▶ PROBLEM TO WORK ON
Can you reproduce each of the records below word for word, with every line left unchanged?

▶ MATERIAL SHOWN

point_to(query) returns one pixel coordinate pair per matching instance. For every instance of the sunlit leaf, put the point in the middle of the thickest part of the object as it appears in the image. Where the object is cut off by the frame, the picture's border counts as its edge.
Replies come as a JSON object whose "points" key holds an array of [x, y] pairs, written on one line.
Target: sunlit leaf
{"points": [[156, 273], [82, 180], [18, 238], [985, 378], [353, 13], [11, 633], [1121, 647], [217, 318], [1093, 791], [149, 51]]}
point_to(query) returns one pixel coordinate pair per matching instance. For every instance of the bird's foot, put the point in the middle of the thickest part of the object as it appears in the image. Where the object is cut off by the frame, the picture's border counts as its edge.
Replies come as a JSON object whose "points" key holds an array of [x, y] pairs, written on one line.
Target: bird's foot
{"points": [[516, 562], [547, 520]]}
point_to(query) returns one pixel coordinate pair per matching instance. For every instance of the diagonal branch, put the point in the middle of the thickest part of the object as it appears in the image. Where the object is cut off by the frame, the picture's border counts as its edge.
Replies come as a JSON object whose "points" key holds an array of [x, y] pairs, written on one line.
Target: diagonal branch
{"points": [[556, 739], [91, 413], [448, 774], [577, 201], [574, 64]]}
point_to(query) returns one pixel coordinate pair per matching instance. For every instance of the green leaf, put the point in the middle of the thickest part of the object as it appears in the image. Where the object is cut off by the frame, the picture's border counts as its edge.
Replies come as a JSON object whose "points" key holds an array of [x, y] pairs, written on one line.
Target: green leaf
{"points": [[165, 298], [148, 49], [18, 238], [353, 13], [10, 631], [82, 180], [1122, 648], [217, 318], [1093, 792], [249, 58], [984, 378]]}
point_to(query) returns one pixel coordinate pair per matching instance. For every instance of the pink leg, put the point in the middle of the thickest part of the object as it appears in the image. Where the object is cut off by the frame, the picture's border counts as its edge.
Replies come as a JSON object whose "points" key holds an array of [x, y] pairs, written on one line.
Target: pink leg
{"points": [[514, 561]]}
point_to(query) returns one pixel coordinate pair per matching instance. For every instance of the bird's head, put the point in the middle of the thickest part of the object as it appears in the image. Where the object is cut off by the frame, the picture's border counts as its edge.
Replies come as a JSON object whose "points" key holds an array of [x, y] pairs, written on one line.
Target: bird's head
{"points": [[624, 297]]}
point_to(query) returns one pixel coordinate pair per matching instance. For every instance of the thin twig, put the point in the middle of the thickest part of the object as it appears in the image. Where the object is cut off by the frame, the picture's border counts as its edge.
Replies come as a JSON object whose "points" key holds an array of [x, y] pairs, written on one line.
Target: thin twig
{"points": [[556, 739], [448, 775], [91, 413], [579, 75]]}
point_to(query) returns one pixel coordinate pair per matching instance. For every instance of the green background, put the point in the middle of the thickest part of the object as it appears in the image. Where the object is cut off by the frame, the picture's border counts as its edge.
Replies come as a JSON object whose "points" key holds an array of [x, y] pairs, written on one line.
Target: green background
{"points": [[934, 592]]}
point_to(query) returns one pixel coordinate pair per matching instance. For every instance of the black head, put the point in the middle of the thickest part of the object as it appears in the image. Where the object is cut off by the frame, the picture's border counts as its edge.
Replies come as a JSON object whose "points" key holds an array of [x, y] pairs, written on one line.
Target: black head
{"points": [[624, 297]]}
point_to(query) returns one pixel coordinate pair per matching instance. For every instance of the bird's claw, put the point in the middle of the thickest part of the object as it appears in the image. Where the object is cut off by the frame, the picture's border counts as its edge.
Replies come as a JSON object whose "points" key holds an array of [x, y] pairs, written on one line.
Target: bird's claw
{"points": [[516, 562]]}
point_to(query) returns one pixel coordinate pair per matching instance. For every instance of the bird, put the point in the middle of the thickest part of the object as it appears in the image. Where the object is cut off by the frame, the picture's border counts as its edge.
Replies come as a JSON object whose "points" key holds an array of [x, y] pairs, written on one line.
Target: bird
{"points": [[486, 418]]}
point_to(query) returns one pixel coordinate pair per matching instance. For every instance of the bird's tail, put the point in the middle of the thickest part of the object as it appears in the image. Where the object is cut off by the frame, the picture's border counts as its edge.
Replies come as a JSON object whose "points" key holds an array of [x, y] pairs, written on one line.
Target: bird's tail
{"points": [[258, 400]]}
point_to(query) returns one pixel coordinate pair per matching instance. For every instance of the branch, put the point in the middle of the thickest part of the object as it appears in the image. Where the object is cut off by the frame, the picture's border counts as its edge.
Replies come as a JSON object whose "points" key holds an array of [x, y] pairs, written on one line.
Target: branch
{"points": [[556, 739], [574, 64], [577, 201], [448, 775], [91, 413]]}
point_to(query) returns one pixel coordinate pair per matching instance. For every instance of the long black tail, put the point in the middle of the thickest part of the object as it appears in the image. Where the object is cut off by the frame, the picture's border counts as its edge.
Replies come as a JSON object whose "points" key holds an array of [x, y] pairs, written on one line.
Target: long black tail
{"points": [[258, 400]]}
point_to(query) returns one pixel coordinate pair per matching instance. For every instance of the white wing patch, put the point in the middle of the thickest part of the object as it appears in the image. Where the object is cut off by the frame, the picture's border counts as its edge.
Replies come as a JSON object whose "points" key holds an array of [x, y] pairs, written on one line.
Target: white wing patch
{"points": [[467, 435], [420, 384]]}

▶ PROBLEM SOLUTION
point_to(query) returns one pixel coordinate pair per matching instance. For every instance of the sunlit leaf, put the point in the middle of the thickest part of the object as it appears in the image. Where the object is cut off by the frame, the picture's border counts as its edge.
Replies come as a JSON object whose "points" key holds an array of [x, y] pairs, written on one line.
Target: sunlit leaf
{"points": [[156, 273], [82, 180], [18, 238], [985, 378], [353, 13], [11, 633], [1121, 647], [217, 318], [1093, 791], [149, 51]]}
point_to(query) returns one pixel coordinate pair per matching instance. For every instance of the bird's foot, put the point in the middle of the thickest part of the object as it appears in the image. Where the object is cut off by the frame, the picture's border counts as its edge.
Replies come as a JSON object whose "points" key holds an array of [x, y] pairs, written on one line.
Target: bird's foot
{"points": [[516, 562], [547, 520]]}
point_to(query) returns one pixel coordinate pair per matching instance. For every instance of the diagonal branch, put the point in the middle of the thickest part of the object as it appears in the image. Where the object is cut off by the frame, the picture's border counts as its edge.
Replies come as a JSON object whose "points" key holds an array of [x, y] pairs, written on one line.
Target: diagonal branch
{"points": [[556, 739], [91, 413], [448, 774], [577, 201], [574, 64]]}
point_to(query) returns one pixel coordinate pair per matching instance. For every instance of the green leaf, put the point in the middle of the thickest part of the object as it appears in the image. Where the object is cut off by the frame, the picture's border counts as its edge.
Replies come as a JSON object whose "points" key holds an array of [x, y] pairs, written on one line.
Target: green leaf
{"points": [[165, 298], [148, 49], [18, 238], [353, 13], [10, 631], [82, 180], [1122, 648], [217, 318], [1093, 792], [249, 58], [984, 378]]}
point_to(query) returns one pixel coordinate pair per matching instance. For every instance of the pink leg, put the point in the middle of the thickest part of the object as it appears in the image. Where the object is cut off by the frame, the picture's border counts as its edge.
Replies come as a JSON object whose "points" key holds an array of [x, y] pairs, written on one line.
Target: pink leg
{"points": [[514, 561]]}
point_to(query) returns one pixel coordinate pair per matching instance. For every instance of the bird's head, put the point in the middle of the thickest part of the object as it appears in the image. Where the object is cut off by the frame, the picture's border counts as its edge.
Replies come as a JSON object whose "points" key holds an array of [x, y] pairs, written on one line.
Target: bird's head
{"points": [[624, 297]]}
point_to(query) returns one pixel coordinate pair per matching instance. For every instance of the thin twig, put the point in the middle of the thickest part of the object as it appears in the image. Where the object is cut off by the frame, the picture's border counts as its edge.
Replies come as a JSON object whose "points" key holds an array of [x, y] pairs, written on one line.
Target: thin twig
{"points": [[556, 739], [448, 775], [91, 413], [579, 75]]}
point_to(query) returns one pixel coordinate pair per matching instance. For every instance of the green background, put the point in the middle of the thickest part of the object as it appears in the image. Where the object is cut off by the frame, the picture's border counts as its edge.
Replies come as a JSON object whose "points" key holds an array of [x, y] pairs, written on one line.
Target: green background
{"points": [[934, 592]]}
point_to(query) returns one pixel coordinate pair per matching instance. For every instance of the black head, put the point in the middle of the thickest part of the object as it appears in the image. Where the object is cut off by the frame, the picture's border counts as its edge.
Replies come as a JSON object whose "points" key holds an array of [x, y] pairs, written on one line.
Target: black head
{"points": [[624, 297]]}
point_to(query) returns one pixel coordinate pair per matching instance. For every instance of the bird's claw, put the point in the middle of the thickest part of the object as it appears in the image. Where the object is cut off by the frame, the picture's border counts as its edge.
Replies come as a JSON object whose "points" key holds an array of [x, y] pairs, written on one line.
Target: bird's claw
{"points": [[516, 562]]}
point_to(query) returns one pixel coordinate pair per matching instance. For every instance of the bird, put the point in the middle of the thickest part of the object as it appears in the image. Where the object is cut off by the frame, the picture's border counts as its edge.
Replies come as a JSON object whose "points" key holds an array of [x, y] pairs, written on one line.
Target: bird
{"points": [[486, 418]]}
point_to(query) returns one pixel coordinate pair per matching instance. For every instance of the bird's tail, put the point in the middle of the thickest part of the object as it appears in the image. Where the object is cut off by the frame, the picture's border counts as its edge.
Replies come as a JSON object whose "points" key holds an array of [x, y] pairs, written on one line.
Target: bird's tail
{"points": [[258, 400]]}
point_to(query) returns one pixel coordinate pair per matching instance. For every instance of the branch, put the point in the middle of the thickest part of the object as it appears in the image. Where the object is cut off by the frame, the picture's border counts as its edge.
Replies come as a JSON object whose "points" key holds an array of [x, y] pairs, written on one line.
Target: branch
{"points": [[556, 739], [574, 64], [577, 201], [448, 775], [91, 413]]}
point_to(query) returns one pixel coordinate pair per matching instance. For every instance of the long black tail, put the point in the middle of the thickest part of the object as it appears in the image. Where the object is cut off by the frame, the picture's border counts as its edge.
Replies come as a JSON object whose "points" key holds an array of [x, y] pairs, written on one line.
Target: long black tail
{"points": [[258, 400]]}
point_to(query) returns one pixel coordinate pair per matching instance. For every instance of the white wing patch, put the point in the middle of the thickest part of the object as it appears in the image. Where the object is cut off by the frame, the picture's border counts as its edge.
Replies come as a JSON object whose "points" key holds an array of [x, y] pairs, written on one line.
Target: white wing patch
{"points": [[467, 435], [420, 384]]}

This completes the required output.